:: WHAT IS NEEDED ::
Show every line of the records below that contains the word "screen", treating uppercase and lowercase as distinct.

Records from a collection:

--------------------------------------------------

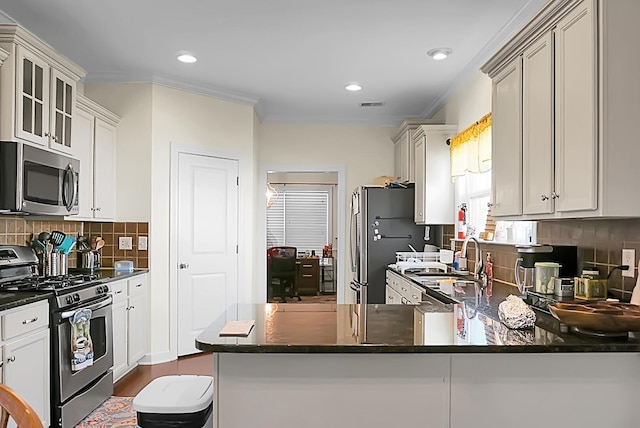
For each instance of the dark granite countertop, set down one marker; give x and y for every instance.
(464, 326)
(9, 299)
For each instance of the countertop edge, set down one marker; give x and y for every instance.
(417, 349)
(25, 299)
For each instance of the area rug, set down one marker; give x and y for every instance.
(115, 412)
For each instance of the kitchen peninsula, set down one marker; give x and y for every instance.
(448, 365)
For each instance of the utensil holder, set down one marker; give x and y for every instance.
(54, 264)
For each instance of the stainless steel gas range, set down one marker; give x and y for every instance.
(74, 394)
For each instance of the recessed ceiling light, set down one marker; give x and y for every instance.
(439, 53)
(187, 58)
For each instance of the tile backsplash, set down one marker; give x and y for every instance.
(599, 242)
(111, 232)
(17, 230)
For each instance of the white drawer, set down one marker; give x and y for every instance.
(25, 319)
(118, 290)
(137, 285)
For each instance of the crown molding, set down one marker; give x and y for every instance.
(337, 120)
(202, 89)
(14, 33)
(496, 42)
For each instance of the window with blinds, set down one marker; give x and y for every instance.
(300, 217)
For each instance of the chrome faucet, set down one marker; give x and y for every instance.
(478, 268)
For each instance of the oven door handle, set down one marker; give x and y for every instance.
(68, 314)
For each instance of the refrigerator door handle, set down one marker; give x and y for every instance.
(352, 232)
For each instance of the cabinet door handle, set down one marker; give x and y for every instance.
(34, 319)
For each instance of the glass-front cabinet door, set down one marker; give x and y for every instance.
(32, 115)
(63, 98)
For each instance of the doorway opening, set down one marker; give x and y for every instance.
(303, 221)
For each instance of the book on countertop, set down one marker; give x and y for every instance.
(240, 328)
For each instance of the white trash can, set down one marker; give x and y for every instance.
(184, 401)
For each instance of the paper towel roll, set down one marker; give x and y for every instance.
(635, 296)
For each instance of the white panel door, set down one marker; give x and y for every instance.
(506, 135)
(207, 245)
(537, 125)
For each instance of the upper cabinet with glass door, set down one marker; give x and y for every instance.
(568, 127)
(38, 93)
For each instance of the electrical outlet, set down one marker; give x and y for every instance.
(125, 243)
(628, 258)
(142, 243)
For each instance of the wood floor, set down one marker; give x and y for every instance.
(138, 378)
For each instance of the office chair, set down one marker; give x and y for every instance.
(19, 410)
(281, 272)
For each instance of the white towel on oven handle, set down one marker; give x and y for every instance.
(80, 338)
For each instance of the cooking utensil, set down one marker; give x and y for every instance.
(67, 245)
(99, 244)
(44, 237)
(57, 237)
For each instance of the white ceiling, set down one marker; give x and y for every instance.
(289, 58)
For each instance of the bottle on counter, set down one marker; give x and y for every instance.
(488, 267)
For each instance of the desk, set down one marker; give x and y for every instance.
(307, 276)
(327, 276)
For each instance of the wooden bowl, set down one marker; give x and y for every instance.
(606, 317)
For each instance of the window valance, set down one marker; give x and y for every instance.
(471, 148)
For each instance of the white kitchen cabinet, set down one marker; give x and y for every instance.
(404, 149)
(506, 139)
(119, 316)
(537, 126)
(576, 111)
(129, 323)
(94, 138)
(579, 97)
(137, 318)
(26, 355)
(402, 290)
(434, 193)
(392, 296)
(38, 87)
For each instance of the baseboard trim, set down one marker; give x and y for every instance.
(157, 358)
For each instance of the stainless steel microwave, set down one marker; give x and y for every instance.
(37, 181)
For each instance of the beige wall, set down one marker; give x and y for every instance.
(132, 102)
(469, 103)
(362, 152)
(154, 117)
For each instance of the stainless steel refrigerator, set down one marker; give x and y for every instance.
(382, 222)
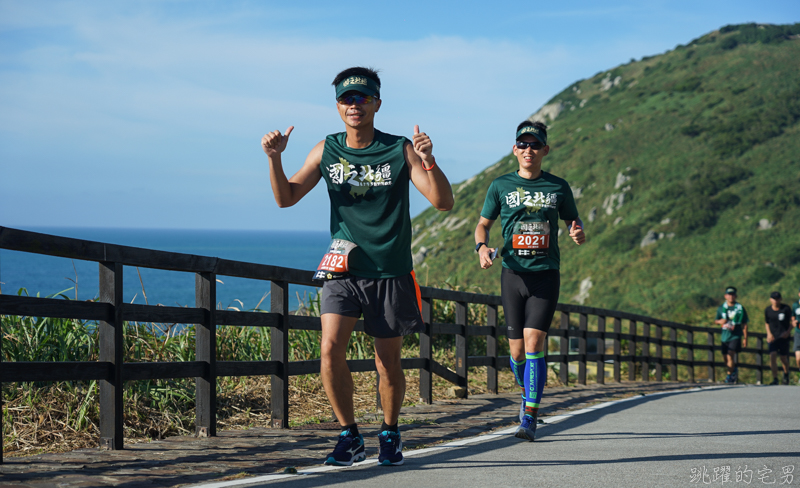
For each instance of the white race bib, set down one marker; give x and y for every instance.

--------------------------------------------------

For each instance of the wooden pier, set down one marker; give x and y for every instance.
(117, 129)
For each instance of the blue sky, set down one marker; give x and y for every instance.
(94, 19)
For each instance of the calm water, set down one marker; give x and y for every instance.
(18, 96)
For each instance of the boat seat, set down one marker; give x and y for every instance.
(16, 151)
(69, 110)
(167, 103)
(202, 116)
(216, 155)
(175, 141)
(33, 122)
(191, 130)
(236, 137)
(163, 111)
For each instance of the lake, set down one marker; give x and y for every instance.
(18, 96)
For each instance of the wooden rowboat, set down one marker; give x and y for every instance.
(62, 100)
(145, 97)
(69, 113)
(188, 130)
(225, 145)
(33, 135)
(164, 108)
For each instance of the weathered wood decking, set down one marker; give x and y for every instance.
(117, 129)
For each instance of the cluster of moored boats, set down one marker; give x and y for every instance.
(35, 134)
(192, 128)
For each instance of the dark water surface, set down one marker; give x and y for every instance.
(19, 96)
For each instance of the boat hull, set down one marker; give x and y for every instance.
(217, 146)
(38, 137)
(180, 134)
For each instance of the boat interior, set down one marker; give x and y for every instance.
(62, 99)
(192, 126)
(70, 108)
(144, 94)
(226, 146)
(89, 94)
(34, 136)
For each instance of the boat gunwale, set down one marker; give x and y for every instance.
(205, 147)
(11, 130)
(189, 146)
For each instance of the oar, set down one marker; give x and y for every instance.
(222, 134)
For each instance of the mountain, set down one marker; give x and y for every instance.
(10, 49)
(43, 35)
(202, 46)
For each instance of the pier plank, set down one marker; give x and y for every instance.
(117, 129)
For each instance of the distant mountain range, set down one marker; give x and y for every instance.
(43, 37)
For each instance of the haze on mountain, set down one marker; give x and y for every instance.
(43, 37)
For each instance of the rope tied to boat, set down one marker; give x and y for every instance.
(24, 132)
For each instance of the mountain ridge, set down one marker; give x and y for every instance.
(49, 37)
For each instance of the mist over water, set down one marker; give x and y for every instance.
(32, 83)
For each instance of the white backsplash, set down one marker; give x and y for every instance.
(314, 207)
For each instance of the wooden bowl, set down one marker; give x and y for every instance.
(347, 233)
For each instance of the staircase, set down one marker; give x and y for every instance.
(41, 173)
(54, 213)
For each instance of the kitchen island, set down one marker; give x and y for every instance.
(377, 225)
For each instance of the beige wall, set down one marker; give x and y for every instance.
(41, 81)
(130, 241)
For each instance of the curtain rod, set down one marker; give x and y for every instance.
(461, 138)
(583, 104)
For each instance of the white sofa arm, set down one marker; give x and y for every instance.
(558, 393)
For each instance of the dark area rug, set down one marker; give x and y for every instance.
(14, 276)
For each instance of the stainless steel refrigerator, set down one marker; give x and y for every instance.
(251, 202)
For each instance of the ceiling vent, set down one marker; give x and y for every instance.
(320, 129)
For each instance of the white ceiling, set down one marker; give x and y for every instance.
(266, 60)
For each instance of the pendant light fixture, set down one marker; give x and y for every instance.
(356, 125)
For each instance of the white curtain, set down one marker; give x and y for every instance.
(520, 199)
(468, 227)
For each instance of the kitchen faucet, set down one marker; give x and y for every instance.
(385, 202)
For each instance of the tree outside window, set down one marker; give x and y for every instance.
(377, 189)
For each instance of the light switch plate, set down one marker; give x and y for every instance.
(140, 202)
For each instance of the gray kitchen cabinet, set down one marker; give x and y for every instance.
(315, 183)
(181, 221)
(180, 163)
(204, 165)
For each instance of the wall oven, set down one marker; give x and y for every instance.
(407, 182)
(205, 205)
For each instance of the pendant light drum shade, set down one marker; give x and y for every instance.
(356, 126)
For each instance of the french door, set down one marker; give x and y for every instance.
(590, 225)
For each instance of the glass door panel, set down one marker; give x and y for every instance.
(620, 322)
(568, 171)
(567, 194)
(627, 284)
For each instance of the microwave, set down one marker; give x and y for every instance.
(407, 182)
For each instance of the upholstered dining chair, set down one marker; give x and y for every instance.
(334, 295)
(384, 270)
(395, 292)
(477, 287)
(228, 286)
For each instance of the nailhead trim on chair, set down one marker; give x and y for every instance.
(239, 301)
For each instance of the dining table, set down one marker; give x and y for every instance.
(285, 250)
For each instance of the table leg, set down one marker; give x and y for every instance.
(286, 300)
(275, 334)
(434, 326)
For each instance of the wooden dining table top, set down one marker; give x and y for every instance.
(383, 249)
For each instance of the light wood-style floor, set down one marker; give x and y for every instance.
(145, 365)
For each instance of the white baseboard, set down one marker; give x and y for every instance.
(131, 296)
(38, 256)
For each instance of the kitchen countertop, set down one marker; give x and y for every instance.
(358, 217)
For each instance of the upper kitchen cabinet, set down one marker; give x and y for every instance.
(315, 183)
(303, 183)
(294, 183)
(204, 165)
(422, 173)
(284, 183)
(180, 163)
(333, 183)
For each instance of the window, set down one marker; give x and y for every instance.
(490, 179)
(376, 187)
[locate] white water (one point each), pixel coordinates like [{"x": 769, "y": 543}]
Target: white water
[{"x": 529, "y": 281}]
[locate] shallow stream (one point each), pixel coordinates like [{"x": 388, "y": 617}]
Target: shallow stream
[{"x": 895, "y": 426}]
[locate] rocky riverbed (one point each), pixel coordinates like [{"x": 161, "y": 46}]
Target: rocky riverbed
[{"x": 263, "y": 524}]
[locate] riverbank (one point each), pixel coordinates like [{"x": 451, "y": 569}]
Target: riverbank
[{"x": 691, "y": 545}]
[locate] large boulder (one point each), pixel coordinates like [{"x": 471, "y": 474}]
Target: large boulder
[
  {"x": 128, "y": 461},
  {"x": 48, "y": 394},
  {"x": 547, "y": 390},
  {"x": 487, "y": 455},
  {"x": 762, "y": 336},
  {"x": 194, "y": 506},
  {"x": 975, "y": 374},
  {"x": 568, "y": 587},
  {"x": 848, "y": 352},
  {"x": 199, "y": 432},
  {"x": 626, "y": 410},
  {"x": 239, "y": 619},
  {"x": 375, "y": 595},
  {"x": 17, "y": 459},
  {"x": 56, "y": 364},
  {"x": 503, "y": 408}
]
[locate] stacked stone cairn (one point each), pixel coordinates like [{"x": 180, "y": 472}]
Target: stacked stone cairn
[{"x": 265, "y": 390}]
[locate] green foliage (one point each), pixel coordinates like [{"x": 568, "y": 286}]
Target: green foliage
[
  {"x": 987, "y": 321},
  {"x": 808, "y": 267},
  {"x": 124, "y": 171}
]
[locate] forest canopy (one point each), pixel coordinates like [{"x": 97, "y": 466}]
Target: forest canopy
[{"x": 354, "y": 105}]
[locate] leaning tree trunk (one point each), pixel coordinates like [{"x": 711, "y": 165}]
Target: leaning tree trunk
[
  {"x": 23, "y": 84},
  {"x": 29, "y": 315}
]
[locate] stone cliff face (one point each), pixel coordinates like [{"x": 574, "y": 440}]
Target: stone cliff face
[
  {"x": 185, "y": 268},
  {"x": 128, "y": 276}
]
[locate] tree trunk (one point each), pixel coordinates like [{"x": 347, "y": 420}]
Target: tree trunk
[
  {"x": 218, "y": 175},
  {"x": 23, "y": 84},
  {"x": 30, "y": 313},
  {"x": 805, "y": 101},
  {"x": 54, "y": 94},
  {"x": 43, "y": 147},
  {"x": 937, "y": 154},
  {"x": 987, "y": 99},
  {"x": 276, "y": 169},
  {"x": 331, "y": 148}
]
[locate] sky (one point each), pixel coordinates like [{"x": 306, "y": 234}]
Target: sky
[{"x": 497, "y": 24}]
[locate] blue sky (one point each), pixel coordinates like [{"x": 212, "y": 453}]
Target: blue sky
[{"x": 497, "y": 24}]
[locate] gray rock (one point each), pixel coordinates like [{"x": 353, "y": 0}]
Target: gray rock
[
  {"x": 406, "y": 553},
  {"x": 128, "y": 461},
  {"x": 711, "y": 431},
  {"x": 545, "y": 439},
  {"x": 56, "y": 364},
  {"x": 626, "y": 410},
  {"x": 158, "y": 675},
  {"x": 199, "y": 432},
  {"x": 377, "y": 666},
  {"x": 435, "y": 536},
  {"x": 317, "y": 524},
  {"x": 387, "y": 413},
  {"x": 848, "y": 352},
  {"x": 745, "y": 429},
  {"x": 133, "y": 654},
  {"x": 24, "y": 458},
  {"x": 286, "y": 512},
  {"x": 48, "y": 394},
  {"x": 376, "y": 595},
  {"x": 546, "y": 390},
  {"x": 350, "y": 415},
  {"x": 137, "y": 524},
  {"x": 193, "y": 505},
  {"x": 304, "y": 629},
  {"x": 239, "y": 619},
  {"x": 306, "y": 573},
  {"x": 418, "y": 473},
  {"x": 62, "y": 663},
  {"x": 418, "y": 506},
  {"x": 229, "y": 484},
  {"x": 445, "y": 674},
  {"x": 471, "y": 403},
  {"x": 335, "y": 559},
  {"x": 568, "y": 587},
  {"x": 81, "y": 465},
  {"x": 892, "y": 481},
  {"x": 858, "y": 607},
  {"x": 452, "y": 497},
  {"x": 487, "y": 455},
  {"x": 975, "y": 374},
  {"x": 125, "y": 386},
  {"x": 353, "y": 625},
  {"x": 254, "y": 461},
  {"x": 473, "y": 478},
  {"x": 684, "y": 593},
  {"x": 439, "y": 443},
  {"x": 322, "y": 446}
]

--------------------------------------------------

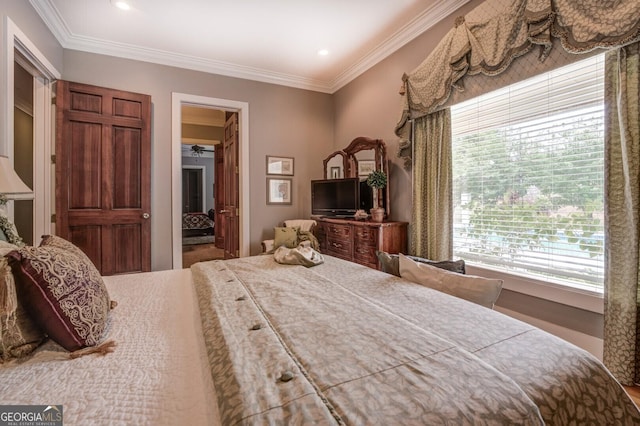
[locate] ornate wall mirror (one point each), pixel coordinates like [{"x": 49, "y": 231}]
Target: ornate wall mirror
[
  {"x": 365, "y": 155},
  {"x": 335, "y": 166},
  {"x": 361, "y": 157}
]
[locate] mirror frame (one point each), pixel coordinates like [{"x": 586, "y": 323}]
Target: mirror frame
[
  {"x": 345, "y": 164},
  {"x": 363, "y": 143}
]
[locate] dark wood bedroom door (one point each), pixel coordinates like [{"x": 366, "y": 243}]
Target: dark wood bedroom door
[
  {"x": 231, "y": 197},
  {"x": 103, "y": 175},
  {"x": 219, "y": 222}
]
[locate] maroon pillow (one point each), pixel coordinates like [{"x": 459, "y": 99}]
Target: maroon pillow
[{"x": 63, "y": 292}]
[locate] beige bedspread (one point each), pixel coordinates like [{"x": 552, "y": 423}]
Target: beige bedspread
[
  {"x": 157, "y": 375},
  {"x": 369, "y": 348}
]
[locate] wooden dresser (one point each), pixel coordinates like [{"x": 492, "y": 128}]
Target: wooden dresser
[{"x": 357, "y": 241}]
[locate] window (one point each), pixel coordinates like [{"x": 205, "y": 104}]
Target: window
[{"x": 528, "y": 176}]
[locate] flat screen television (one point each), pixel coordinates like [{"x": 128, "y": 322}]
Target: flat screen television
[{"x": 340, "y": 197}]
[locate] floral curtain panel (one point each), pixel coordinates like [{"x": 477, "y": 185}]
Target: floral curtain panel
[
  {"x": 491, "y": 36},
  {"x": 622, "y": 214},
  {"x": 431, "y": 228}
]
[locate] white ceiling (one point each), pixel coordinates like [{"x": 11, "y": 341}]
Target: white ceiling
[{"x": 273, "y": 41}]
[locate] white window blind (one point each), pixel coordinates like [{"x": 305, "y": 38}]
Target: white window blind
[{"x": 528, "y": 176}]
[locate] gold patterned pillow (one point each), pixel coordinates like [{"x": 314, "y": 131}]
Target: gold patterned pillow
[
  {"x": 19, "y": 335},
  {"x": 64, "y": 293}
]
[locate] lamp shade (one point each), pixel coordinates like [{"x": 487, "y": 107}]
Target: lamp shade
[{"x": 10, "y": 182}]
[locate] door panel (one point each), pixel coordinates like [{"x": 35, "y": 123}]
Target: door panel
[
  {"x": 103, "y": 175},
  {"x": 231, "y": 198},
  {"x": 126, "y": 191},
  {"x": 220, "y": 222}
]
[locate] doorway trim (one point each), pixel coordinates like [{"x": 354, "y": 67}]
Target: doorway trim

--------------------------------------------------

:: ANSWER TO THE TASK ::
[locate] flat screen television (one point each), pixel coordinates like [{"x": 128, "y": 322}]
Target: flat screen television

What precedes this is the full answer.